** EXERCISE DIRECTIONS **
Return each line from the rows below that contains the word "with", copying every such line in full and in its original order.
++++ PROVIDED ENTRIES
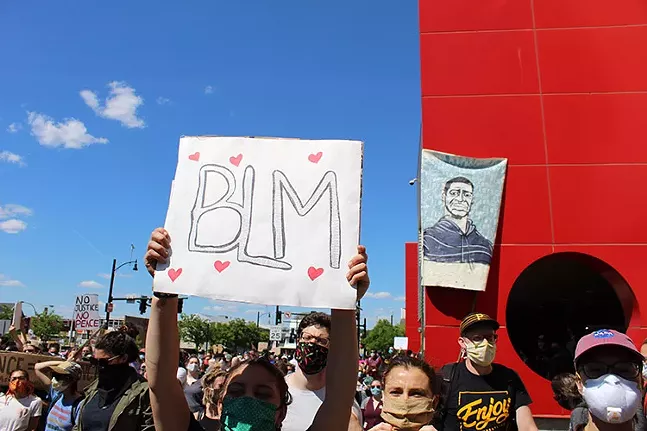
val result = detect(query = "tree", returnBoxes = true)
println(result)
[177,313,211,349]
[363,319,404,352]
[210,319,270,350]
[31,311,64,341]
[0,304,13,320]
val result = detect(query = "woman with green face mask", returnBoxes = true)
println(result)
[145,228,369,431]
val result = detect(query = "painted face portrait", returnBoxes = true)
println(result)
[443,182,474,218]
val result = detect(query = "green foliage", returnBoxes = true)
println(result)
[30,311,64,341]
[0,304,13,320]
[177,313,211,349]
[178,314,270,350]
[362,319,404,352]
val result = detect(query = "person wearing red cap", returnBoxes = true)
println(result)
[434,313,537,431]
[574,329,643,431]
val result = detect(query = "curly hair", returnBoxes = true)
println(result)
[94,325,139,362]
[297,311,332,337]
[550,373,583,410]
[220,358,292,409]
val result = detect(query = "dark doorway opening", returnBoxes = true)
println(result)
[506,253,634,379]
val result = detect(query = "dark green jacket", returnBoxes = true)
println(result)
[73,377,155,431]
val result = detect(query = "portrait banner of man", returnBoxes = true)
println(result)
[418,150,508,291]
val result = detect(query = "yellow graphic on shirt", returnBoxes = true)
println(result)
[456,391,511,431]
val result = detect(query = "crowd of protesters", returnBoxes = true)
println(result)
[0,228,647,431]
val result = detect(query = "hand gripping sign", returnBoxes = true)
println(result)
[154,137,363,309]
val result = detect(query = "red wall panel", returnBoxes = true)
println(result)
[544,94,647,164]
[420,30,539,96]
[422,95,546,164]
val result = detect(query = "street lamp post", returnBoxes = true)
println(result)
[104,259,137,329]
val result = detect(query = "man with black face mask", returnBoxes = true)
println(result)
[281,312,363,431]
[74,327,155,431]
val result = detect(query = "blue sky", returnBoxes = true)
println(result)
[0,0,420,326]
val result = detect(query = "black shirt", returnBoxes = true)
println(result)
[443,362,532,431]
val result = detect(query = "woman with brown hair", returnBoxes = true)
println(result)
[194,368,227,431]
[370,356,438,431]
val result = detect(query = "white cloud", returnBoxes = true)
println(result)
++++++++
** WRITTEN SOLUTION **
val result = detect(query = "woman with green face mask", returnBoxes = true)
val result = detect(query = "man with black face mask", returnBoxes = true)
val result = detect(query = "woman with brown hair", returnBoxes = true)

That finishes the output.